*Description of the task*. At the line containing "For every instance of the woman, locate", start repeating the entries exactly, and continue through the last line.

*Study material*.
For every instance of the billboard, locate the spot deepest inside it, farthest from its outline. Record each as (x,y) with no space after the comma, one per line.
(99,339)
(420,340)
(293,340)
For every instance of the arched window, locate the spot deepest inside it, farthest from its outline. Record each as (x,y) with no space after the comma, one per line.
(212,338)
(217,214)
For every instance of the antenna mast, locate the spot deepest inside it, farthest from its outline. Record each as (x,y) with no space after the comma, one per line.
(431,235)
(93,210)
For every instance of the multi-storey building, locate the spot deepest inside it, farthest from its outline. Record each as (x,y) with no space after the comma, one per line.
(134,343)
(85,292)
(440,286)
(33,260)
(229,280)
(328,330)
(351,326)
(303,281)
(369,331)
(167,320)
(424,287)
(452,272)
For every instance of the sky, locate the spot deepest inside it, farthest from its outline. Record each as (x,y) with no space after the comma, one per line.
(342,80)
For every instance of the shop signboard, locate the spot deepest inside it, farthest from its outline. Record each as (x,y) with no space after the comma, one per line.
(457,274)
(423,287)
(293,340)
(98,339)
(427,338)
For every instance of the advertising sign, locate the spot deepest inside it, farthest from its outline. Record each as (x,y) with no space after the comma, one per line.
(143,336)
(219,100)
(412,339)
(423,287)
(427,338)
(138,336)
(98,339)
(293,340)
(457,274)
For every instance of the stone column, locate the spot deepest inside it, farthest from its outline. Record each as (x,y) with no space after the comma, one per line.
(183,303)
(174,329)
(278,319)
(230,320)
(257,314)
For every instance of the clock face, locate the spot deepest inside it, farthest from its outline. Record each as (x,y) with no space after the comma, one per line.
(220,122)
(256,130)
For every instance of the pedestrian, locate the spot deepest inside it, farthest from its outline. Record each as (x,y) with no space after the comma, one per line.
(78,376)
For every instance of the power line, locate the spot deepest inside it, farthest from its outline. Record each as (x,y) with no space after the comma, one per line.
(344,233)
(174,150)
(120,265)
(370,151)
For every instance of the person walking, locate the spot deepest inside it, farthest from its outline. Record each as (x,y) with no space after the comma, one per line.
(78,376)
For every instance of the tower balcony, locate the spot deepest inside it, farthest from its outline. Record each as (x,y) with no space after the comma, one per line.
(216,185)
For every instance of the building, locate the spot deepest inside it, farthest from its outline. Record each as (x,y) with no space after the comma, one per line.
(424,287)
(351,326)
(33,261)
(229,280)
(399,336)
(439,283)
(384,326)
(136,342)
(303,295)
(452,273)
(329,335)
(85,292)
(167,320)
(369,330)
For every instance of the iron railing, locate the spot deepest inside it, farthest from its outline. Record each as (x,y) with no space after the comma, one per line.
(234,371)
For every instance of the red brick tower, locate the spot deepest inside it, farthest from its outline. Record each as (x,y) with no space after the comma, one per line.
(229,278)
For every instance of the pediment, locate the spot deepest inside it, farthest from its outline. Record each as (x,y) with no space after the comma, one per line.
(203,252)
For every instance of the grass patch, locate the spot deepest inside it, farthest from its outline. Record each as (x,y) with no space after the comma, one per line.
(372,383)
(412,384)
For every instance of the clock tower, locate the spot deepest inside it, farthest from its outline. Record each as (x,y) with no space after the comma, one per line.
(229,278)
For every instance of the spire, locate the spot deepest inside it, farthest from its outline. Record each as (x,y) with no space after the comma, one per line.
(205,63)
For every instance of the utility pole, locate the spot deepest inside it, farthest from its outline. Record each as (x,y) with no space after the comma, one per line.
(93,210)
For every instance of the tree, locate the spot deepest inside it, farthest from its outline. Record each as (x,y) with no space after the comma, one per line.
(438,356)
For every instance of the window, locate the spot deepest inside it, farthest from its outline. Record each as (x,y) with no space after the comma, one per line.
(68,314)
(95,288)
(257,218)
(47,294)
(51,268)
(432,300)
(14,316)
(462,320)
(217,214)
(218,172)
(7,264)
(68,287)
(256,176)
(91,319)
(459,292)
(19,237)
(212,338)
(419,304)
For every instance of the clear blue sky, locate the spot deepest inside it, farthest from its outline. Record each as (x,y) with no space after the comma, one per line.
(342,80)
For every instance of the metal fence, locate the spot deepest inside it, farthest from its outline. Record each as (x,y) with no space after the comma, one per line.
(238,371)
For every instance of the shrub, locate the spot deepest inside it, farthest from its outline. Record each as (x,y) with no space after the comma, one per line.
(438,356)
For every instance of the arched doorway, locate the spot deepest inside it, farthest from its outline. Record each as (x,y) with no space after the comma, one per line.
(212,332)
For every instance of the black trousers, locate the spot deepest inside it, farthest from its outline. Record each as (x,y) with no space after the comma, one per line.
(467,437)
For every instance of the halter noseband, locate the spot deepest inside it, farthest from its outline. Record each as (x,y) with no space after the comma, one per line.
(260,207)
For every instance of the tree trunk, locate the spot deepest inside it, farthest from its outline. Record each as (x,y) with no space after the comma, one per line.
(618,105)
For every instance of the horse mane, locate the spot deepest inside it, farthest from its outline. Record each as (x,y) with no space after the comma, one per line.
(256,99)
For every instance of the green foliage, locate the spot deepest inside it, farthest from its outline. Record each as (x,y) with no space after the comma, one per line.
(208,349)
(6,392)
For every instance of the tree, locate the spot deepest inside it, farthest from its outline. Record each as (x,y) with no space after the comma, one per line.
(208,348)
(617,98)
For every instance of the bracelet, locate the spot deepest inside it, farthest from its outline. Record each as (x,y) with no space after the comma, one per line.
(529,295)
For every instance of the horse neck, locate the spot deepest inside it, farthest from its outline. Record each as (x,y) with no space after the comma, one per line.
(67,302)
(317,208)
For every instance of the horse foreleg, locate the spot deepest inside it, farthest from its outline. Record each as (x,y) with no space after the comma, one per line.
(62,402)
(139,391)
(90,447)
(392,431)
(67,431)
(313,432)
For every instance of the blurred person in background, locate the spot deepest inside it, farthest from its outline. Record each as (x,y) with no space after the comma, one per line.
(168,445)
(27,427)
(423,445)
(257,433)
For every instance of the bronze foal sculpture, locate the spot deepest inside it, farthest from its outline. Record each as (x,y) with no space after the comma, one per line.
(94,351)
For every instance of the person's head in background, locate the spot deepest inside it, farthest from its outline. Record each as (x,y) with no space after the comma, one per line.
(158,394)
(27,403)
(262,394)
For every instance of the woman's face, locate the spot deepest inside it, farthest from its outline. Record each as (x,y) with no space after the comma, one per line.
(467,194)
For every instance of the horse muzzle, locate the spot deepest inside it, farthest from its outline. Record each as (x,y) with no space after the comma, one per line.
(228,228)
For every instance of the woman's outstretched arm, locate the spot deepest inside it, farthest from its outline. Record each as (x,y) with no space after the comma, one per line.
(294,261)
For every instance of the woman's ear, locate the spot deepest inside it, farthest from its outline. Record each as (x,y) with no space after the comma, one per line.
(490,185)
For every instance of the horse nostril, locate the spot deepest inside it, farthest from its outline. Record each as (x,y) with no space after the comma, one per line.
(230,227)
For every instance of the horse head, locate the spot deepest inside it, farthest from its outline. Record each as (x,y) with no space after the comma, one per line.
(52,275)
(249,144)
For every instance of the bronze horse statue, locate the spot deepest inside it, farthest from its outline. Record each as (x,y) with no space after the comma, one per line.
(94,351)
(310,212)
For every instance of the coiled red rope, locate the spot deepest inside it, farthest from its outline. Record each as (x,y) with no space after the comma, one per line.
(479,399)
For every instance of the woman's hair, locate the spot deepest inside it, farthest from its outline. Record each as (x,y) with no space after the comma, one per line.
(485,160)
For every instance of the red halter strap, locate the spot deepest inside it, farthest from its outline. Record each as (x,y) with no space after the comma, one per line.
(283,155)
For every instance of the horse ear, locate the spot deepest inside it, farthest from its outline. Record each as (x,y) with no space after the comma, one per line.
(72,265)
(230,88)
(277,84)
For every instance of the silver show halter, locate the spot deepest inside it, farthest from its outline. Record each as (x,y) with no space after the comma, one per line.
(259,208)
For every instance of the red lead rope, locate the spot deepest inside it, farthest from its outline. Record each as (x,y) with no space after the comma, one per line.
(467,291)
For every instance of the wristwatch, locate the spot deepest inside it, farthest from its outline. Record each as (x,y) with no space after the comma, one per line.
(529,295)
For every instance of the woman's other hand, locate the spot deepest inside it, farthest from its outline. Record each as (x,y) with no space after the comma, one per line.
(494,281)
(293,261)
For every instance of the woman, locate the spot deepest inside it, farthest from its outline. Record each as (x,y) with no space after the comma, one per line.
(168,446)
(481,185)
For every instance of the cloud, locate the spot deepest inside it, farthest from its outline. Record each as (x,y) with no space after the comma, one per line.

*Exercise answer*.
For every instance of the woman, locate the spot deepest inside it, farthest from its outline. Record each as (x,y) with no space after the comma, one per line.
(168,446)
(481,185)
For every instance of the cloud, locate the spot deepest inside it, farthest from its outline. Record each as (x,y) with no space after the comma, one per line.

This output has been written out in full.